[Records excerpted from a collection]

= = = =

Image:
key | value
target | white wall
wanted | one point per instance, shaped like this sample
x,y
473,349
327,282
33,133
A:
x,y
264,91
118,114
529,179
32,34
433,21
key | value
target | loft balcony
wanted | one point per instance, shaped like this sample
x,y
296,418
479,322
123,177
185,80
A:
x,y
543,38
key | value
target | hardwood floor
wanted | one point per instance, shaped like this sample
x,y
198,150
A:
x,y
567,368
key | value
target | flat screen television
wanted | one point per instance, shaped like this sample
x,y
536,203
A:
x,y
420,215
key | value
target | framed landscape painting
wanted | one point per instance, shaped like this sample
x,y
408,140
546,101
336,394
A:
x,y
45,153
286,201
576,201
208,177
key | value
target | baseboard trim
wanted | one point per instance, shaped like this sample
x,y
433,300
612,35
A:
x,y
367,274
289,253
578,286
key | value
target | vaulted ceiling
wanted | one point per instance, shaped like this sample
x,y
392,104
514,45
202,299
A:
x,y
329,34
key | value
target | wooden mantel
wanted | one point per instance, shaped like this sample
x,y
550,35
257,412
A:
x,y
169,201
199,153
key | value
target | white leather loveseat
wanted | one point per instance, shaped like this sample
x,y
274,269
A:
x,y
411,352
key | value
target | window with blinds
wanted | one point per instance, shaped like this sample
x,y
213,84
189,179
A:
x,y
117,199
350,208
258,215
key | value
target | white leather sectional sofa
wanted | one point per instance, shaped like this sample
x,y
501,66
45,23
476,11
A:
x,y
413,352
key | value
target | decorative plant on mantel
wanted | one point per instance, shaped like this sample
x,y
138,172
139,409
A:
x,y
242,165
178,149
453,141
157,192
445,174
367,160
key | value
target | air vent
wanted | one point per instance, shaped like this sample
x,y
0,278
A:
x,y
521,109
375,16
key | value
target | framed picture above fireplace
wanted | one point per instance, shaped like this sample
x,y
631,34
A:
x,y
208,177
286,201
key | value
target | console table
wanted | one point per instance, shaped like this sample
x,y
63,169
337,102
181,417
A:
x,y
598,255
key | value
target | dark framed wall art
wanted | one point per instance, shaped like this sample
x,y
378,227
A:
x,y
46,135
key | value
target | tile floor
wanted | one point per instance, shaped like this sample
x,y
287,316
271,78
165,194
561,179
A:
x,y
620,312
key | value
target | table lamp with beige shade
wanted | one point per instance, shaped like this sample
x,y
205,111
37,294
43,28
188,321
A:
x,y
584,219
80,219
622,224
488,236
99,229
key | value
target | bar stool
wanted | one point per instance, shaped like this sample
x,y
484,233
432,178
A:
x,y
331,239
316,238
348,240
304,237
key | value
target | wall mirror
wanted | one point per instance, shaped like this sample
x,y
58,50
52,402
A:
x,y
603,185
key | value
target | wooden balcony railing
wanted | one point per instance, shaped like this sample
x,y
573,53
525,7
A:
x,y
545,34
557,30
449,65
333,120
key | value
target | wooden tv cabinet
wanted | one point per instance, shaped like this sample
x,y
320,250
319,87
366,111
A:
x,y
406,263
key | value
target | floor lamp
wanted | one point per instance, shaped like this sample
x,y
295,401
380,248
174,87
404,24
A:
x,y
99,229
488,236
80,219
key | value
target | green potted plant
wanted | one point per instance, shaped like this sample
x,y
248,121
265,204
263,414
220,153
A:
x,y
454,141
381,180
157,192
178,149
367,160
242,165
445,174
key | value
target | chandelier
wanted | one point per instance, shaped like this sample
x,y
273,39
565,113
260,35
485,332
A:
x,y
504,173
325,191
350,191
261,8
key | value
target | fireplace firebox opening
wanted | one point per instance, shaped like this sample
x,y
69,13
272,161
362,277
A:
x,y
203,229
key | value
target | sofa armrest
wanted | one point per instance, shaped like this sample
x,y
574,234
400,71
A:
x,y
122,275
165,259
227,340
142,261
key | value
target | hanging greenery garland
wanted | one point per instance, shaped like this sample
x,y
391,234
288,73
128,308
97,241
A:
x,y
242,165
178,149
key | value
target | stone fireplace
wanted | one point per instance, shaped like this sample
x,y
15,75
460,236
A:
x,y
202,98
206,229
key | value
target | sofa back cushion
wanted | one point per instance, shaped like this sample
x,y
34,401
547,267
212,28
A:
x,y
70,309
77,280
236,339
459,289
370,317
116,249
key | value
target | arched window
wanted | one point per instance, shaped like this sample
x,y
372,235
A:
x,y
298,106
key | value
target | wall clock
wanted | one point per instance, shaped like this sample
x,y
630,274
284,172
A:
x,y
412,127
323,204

= = = =

**Exercise:**
What is the number of lines in the data that include "fireplace"? Answer with that number alone.

**Answer section:**
3